= Data supplied =
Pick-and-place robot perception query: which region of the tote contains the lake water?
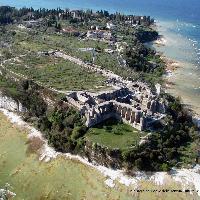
[0,0,200,114]
[0,0,200,114]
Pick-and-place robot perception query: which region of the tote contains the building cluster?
[67,82,166,131]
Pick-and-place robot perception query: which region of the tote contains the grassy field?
[3,53,106,90]
[85,120,142,149]
[0,113,198,200]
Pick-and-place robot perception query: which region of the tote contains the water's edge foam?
[0,109,200,196]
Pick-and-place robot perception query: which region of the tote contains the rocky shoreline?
[0,109,200,196]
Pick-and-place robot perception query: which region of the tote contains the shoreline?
[0,109,200,196]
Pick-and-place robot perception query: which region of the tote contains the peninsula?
[0,6,200,174]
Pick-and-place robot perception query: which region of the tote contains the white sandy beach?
[0,109,200,196]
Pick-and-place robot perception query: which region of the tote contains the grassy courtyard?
[85,120,141,149]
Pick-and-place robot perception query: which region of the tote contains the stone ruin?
[67,83,165,131]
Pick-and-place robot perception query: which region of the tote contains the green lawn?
[85,120,141,149]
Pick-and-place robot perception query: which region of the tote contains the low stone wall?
[0,92,27,112]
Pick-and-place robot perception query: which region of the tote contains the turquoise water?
[0,0,200,113]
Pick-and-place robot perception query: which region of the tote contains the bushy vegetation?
[5,53,106,90]
[85,119,142,150]
[38,102,87,153]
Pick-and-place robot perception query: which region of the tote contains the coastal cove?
[0,109,200,200]
[0,0,200,200]
[0,0,200,115]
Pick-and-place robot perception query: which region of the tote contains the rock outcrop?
[0,92,27,112]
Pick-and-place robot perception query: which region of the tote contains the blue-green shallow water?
[0,0,200,113]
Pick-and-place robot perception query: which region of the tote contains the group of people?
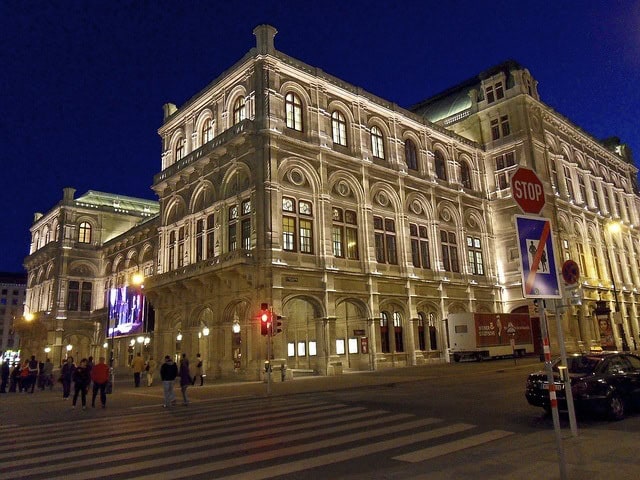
[0,353,205,410]
[160,353,204,408]
[59,357,111,410]
[0,355,53,393]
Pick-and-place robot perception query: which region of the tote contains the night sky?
[0,0,640,271]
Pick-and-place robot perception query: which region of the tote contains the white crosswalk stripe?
[0,397,511,480]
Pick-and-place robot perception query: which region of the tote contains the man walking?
[91,357,109,408]
[147,356,158,387]
[131,353,144,388]
[160,355,178,408]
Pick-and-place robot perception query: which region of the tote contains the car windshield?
[567,356,602,373]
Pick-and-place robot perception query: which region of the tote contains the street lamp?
[605,222,629,351]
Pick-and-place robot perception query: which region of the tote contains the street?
[0,359,640,480]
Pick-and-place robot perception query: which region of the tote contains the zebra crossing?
[0,397,512,480]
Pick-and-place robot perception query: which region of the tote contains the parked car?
[525,352,640,420]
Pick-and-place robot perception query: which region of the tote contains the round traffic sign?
[511,167,545,215]
[562,260,580,285]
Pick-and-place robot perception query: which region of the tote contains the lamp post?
[605,222,629,352]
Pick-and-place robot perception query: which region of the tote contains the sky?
[0,0,640,272]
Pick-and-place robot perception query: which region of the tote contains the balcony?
[153,120,254,185]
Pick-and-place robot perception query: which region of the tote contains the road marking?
[212,423,474,480]
[126,415,444,480]
[393,430,513,463]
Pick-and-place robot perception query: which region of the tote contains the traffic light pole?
[267,319,273,396]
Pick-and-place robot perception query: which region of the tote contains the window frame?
[284,92,303,132]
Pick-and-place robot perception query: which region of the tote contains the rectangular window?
[227,222,238,252]
[491,118,500,140]
[196,220,204,262]
[409,223,431,268]
[300,219,313,253]
[500,115,511,137]
[564,167,575,199]
[591,180,600,210]
[282,217,296,252]
[80,282,92,312]
[240,218,251,250]
[440,230,460,273]
[67,281,80,312]
[207,214,216,258]
[331,225,344,258]
[467,237,484,275]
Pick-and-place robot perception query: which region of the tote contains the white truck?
[447,313,534,362]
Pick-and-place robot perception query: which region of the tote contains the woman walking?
[180,353,192,405]
[72,358,91,410]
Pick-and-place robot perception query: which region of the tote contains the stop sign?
[511,167,545,215]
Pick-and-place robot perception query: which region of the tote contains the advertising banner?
[474,313,533,348]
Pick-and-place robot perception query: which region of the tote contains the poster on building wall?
[107,287,146,337]
[597,314,616,348]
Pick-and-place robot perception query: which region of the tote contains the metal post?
[605,245,629,352]
[553,300,578,437]
[540,300,567,480]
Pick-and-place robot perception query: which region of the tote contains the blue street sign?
[515,215,562,298]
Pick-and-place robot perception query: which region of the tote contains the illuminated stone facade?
[22,26,640,378]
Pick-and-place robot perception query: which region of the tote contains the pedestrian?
[18,360,29,393]
[60,357,76,400]
[91,357,109,408]
[40,358,53,390]
[180,353,193,405]
[191,353,205,386]
[146,355,158,387]
[71,358,91,410]
[160,355,178,408]
[9,362,20,393]
[24,355,39,393]
[0,358,11,393]
[131,353,144,388]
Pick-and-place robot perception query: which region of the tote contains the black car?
[525,352,640,420]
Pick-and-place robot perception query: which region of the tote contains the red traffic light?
[273,315,282,335]
[259,303,271,335]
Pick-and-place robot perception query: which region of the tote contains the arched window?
[200,118,213,146]
[176,138,187,162]
[371,126,384,158]
[331,110,347,147]
[460,160,473,190]
[78,222,91,243]
[380,312,391,353]
[284,92,302,132]
[404,140,418,170]
[434,150,447,181]
[233,97,247,125]
[393,312,404,352]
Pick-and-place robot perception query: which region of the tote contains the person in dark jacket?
[60,357,76,400]
[0,359,11,393]
[160,355,178,408]
[72,358,91,410]
[180,353,193,405]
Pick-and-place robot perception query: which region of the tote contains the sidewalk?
[0,360,640,480]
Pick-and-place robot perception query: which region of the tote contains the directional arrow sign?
[516,215,562,298]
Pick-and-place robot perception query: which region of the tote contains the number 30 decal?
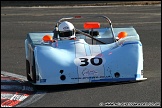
[79,58,103,66]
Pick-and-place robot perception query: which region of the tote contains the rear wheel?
[26,60,32,81]
[32,57,36,83]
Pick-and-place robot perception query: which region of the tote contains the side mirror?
[84,22,100,29]
[118,31,128,39]
[42,35,53,42]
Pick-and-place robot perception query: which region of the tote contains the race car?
[25,15,147,85]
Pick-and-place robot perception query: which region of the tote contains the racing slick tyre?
[26,60,32,81]
[32,57,36,83]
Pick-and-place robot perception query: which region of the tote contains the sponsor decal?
[1,74,35,107]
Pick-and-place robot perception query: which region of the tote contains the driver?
[58,21,76,40]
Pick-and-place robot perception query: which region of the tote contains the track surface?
[1,5,161,107]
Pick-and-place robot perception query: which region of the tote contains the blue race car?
[25,15,147,85]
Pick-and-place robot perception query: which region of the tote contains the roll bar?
[55,15,116,43]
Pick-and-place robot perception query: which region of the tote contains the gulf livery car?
[25,15,147,85]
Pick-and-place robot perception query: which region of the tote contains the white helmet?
[58,21,75,39]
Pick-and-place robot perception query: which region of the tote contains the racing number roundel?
[74,56,104,67]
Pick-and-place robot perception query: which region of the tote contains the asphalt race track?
[1,5,161,107]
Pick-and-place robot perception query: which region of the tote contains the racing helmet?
[58,21,75,39]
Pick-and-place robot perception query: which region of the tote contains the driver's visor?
[59,30,74,37]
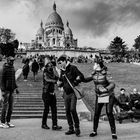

= Short exercise =
Please scale everything in the listing from the line containing "contains the sidewalk?" down to the line containing "[79,58,103,66]". Repeat every line in that span, both ends included, but multiply each bounding-box coordinate by 1.4 and round to whole numbers, with halves going up; leave out the pictures and return only those lines.

= Exercise response =
Pick-and-place robot perception query: which region of the tote contains the sidewalk?
[0,504,896,672]
Pick-and-place robot perception query: which region of the tote contains the directional arrow sign?
[722,301,787,417]
Pick-and-place robot perception query: which region of the tote contains the number 30 decal?
[111,81,144,92]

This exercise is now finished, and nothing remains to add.